» **EXERCISE MATERIALS**:

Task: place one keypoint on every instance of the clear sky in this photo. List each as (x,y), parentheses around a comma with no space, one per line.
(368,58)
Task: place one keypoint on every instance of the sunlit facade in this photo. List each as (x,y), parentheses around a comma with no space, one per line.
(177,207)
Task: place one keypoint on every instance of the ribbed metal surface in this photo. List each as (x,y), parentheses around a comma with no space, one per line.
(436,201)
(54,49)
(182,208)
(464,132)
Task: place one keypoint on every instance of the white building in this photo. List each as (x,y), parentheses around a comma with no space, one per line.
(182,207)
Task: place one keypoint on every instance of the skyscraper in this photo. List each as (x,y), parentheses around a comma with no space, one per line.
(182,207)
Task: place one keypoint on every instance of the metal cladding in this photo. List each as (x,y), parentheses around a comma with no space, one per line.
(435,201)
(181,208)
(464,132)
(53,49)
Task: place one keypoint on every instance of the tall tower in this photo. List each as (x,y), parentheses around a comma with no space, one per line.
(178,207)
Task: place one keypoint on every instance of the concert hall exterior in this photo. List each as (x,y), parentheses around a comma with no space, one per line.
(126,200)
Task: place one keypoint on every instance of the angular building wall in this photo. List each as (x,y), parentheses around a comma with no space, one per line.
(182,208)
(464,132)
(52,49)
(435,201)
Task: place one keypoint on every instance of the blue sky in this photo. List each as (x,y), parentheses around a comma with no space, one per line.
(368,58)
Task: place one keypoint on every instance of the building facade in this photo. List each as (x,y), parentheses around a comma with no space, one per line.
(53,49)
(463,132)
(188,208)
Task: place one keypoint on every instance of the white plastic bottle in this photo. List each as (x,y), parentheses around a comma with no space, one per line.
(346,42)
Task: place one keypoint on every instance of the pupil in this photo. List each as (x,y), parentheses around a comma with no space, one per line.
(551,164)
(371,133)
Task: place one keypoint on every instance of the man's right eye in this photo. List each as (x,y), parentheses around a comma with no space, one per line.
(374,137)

» **EXERCISE AIM**: Repeat every line of the data, exactly and in full.

» **SOLUTION**:
Task: place one keypoint on every instance of the clear sky in this photo. List each as (x,y), parentheses around a comma with no space, one per line.
(368,58)
Task: place one keypoint on every instance of the sunlit facade in this photo. List each as (x,y), parentheses around a comma with no space, one per line.
(177,207)
Task: place one keypoint on every instance of the ribbed metal surface in this photo. List each as (x,y), parentheses around a comma with no space, one per line.
(436,201)
(54,49)
(182,208)
(464,132)
Task: place one keypoint on every instance of the white building in this photo. List each as (x,y), parentheses around a comma with no space, one per line.
(182,207)
Task: place one keypoint on every instance of the skyscraper in this photo. List each as (x,y), parentheses around a comma with no space, one per line.
(182,207)
Task: place one keypoint on every instance of the metal cladding in this photo. List each as (x,y), parentheses around a comma with no space, one per line.
(435,201)
(181,208)
(464,132)
(53,49)
Task: place one keypoint on every instance of the tall tower in this photo. List each as (x,y), parentheses around a comma with no space, one per line.
(178,207)
Task: place one keypoint on every instance of the concert hall exterior in this photo. List each as (x,y), parentheses around a comma with no space, one per line.
(126,200)
Task: place one keypoint on every instance of the angular building wall in this photo. List each as (x,y), parentheses around a comma with no space, one per line.
(182,208)
(464,132)
(52,49)
(435,201)
Task: place one keypoint on every instance of the blue sky in this photo. List each as (x,y), parentheses around a comma with no space, one per line.
(368,58)
Task: place one keypoint on every instance of the building facade in this photo. List each as (x,y), parentheses around a comma with no space, one per line.
(53,49)
(463,132)
(188,208)
Task: place one keypoint on every instance of the white plastic bottle in this photo. List each as (x,y), parentheses around a comma with no space, one per line.
(346,42)
Task: place one keypoint on every instance of the pupil in this photo. List each as (x,y), parentheses around a comma with no space, one per line.
(551,164)
(371,133)
Task: place one keypoint on every instance of the man's right eye in this photo. List each as (x,y), parentheses around a comma with no space, one per line.
(374,137)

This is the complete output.